TRECHO FORNECIDO:
• • • •
Um estudo sobre audiências de custódia realizadas na cidade de São
Paulo mostra que juízes e promotores de Justiça dificultam a
investigação de casos suspeitos de tortura e maus-tratos praticados
contra pessoas detidas pela polícia. Responsável pela pesquisa, a
organização não governamental Conectas Direitos Humanos cobrará nesta
segunda-feira (20) providências do Tribunal de Justiça e do Ministério
Público de São Paulo a respeito dessas audiências.
O estudo da Conectas, a que o
UOL
teve acesso com exclusividade, é decorrente do acompanhamento
presencial da atuação dos órgãos do sistema de Justiça de São Paulo em
393 audiências de custódia realizadas entre julho e novembro de 2015.
• • • •
TRECHOS DAS LINHAS:
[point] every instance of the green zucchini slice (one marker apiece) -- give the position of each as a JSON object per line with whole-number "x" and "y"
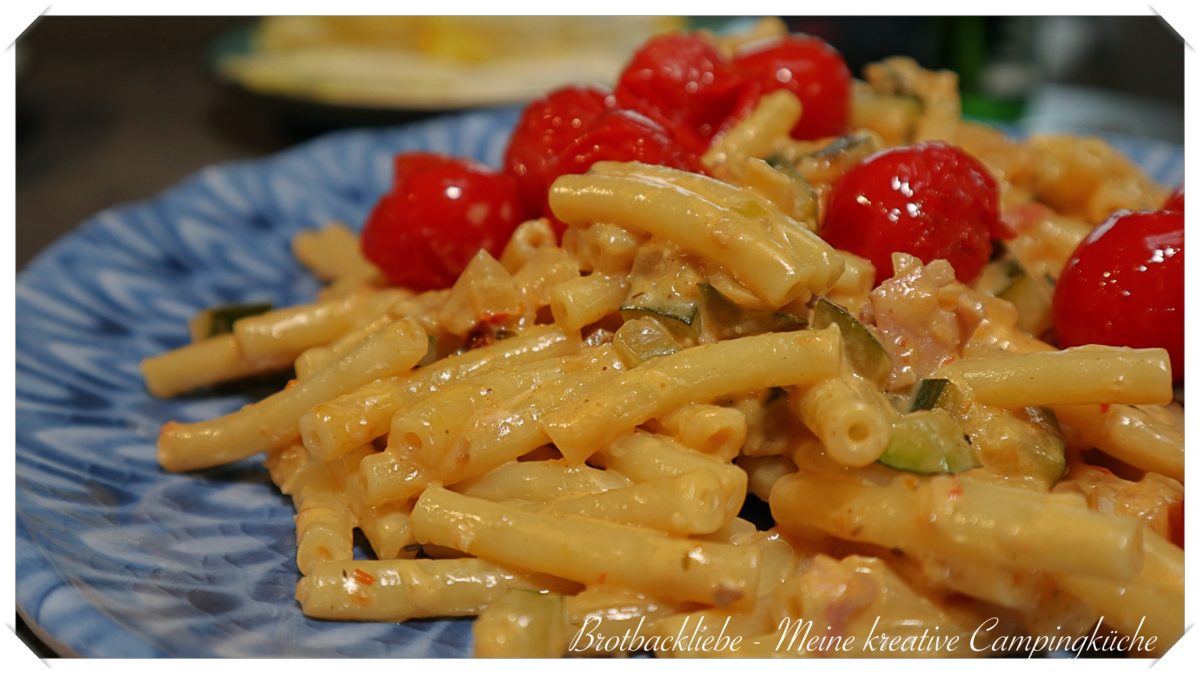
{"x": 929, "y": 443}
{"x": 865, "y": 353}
• • • •
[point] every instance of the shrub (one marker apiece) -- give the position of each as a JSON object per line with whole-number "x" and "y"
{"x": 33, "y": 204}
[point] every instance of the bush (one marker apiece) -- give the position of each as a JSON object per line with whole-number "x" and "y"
• • • •
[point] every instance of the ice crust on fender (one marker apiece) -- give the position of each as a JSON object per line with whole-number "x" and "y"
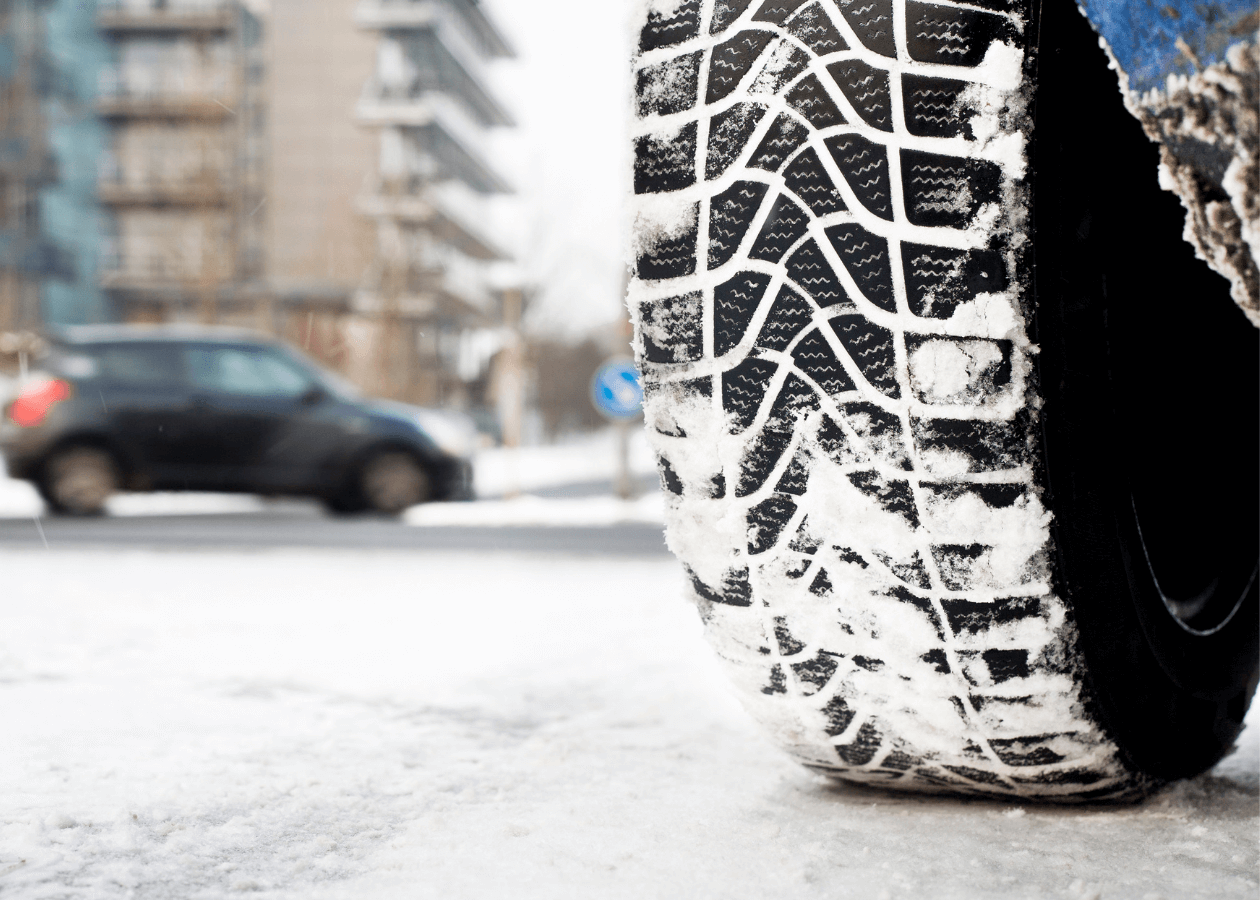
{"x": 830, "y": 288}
• • • •
TAREFAS PROPOSTAS:
(1) Conte as linhas que contêm a palavra "give" e informe somente o número.
(2) Dê continuidade ao trecho sobre as audiências de custódia em São Paulo a partir do ponto em que ele termina.

RESPOSTAS POR TAREFA:
(1) 4

(2)
Como funcionam as audiências e o que é considerado tortura
Elas são consideradas instrumentos de combate e prevenção à tortura e
aos maus-tratos em casos de prisões em flagrante. Os detidos têm de ser
apresentados a um juiz até 24 horas depois da prisão. O juiz analisa a
legalidade da prisão, decide se ela dever ser mantida ou não e verifica
se o detido foi vítima de violência.
A realização dessas
audiências no país é uma iniciativa do CNJ (Conselho Nacional de
Justiça). Elas estão previstas em pactos e tratados internacionais
assinados pelo Brasil. Na cidade de São Paulo, as audiências acontecem
desde fevereiro de 2015, graças a uma parceria do conselho com o
Tribunal de Justiça. Em todos os casos analisados, havia, de acordo com a
Conectas, indícios de violência cometida no período entre a prisão e a
apresentação ao juiz.
Responsável pela condução dos trabalhos, o
juiz é o primeiro a ter a palavra na audiência. Depois, é a vez de o
promotor de Justiça se pronunciar. Por último, fala o defensor público
ou o advogado do detido.
Uma resolução de dezembro de 2015 do
CNJ determina que o juiz pergunte ao detido sobre o "tratamento recebido
em todos os locais por onde passou antes da apresentação à audiência,
questionando sobre a ocorrência de tortura e maus-tratos e adotando as
providências cabíveis".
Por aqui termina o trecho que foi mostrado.